CHALLENGE - Return every one of the rows below with each character unchanged.

Data items -
- - -
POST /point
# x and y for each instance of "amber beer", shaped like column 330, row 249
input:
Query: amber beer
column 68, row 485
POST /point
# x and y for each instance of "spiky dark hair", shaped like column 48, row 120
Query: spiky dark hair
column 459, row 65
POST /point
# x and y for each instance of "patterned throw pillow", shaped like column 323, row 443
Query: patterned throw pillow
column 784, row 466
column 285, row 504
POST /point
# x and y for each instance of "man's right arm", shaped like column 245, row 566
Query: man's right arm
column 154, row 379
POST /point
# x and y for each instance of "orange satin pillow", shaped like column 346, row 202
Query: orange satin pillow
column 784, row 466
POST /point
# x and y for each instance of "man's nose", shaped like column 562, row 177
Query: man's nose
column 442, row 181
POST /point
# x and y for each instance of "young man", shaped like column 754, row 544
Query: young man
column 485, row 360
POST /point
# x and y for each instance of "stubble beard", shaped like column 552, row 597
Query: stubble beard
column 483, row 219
- - -
EXERCISE RESULT -
POST /point
# x and y for each instance of "amber beer", shaped like column 330, row 249
input:
Query: amber beer
column 68, row 485
POST /point
# x and y for each instance of "spiky dark hair", shaped like column 48, row 120
Query: spiky dark hair
column 459, row 65
POST /point
# x and y for each instance of "patterned throw pillow", shaped like column 323, row 443
Query: patterned throw pillow
column 784, row 466
column 285, row 504
POST /point
# x and y for each instance of "man's right arm", shaped like column 245, row 566
Query: man's right arm
column 154, row 379
POST /point
# x and y for each instance of "orange satin pillow", shaped like column 346, row 202
Query: orange satin pillow
column 784, row 466
POST /point
# x and y for each instance of "man's nose", shaped like column 562, row 177
Query: man's nose
column 442, row 181
POST /point
# x and y for each instance of "young man", shaped like column 754, row 544
Query: young man
column 485, row 360
POST /point
# x and y for each instance of "stubble beard", shaped like column 552, row 597
Query: stubble beard
column 483, row 219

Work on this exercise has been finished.